明治政府の教育制度は、学制はフランスに倣い、教育内容については、アメリカを手本としました。フランス、アメリカの教育については、新たな時代の教育制度の提案に向けて~総集編 [1]をご覧ください。

フランスやアメリカと同じように、明確な身分序列体制が弱かった日本は、観念による意思統一を図る目的として教育を根幹に据えていきます。但し、欧米のように、キリスト教という統一された観念体系のない日本において、「自由・平等・博愛etc.」などの近代思想を受け入れる土壌が希薄でなかなか根付かず、一時は儒学などの旧来の学問に傾斜してゆきます。その後、自由民権運動などの分散勢力の台頭などで、中央集権国家としての国家統合への画策から、天皇という神格化した存在を核とした「天皇臣民」教育へと舵を切っていく流れで推移していきます。

● データ抜粋
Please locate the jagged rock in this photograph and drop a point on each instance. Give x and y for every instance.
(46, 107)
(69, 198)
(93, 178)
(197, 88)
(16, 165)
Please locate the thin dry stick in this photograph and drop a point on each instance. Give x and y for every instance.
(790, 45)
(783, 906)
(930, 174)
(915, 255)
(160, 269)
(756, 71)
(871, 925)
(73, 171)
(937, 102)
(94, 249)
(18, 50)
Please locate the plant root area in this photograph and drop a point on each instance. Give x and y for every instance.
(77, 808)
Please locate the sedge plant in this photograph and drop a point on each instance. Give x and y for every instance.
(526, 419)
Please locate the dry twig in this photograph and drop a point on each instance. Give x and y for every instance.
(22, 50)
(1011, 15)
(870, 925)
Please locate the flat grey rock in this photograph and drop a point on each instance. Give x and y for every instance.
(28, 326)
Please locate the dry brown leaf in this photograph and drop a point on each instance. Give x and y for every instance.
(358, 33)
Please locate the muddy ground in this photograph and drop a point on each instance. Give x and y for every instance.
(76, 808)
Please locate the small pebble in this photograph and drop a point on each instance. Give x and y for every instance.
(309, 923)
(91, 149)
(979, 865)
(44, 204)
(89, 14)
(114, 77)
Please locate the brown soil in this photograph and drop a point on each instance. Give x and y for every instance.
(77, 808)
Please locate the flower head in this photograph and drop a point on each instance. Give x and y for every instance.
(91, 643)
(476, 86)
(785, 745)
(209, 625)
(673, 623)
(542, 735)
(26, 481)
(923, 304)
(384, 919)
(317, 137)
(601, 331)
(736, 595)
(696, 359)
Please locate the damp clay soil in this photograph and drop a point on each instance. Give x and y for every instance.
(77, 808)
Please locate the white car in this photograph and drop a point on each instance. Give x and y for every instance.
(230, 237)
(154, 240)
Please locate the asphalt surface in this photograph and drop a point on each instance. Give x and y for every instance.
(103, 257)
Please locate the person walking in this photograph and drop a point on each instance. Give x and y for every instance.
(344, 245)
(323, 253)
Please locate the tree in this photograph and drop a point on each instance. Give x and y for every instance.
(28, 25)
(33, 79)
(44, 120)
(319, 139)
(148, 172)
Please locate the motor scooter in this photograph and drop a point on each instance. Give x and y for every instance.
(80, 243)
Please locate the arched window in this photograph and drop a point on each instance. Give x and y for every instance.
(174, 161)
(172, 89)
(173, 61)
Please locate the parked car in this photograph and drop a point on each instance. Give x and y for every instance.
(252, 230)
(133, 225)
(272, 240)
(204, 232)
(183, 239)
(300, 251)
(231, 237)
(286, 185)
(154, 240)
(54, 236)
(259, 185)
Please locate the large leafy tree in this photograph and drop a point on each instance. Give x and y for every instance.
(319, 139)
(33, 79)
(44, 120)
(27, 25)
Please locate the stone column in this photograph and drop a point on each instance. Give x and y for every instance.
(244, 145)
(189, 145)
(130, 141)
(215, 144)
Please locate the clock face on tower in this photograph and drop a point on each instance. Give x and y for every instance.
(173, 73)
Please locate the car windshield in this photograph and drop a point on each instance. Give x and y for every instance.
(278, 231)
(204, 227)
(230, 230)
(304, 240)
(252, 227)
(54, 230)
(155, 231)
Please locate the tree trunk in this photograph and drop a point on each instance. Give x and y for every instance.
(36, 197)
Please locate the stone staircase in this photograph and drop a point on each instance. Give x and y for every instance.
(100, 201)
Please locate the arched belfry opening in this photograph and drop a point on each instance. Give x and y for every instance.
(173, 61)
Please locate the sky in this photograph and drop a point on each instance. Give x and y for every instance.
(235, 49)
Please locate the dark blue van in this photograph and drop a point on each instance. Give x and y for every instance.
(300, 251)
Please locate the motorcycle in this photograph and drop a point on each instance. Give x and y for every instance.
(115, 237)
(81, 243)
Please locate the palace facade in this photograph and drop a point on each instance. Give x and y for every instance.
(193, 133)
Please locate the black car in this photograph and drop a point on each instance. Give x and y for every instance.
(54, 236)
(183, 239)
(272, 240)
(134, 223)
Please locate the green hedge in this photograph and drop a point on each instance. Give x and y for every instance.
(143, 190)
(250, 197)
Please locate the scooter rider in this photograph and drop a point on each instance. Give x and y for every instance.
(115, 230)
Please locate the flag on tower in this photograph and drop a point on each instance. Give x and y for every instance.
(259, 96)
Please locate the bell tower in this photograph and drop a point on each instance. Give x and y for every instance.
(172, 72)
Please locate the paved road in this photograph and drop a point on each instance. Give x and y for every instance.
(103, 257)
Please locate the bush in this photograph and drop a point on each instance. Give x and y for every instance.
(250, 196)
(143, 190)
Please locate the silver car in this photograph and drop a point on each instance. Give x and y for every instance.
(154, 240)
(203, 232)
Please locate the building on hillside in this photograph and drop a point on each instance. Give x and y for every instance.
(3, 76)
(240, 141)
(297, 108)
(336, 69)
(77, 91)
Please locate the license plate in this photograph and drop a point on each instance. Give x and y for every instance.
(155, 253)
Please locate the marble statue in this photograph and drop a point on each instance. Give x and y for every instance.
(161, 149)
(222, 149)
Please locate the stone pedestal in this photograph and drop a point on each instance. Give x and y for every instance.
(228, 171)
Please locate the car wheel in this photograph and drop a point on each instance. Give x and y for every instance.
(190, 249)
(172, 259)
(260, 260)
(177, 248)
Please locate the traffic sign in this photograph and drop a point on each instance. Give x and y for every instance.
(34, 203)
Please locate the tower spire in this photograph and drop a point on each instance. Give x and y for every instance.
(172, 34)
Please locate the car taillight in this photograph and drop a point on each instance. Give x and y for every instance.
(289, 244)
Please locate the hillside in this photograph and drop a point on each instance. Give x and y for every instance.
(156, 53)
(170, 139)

● 次の課題
**A)** 本文によると、明治政府が学制を定める際に倣った国はどこか。
**B)** 本文のうち「フランスやアメリカと同じよう」から始まり「いく流れで推移していきます。」で終わる部分を、一字も変えずに書き写してください。
記録は本文とは別の資料である。

● 各問の解答
**A)** フランス。

**B)**
フランスやアメリカと同じように、明確な身分序列体制が弱かった日本は、観念による意思統一を図る目的として教育を根幹に据えていきます。但し、欧米のように、キリスト教という統一された観念体系のない日本において、「自由・平等・博愛etc.」などの近代思想を受け入れる土壌が希薄でなかなか根付かず、一時は儒学などの旧来の学問に傾斜してゆきます。その後、自由民権運動などの分散勢力の台頭などで、中央集権国家としての国家統合への画策から、天皇という神格化した存在を核とした「天皇臣民」教育へと舵を切っていく流れで推移していきます。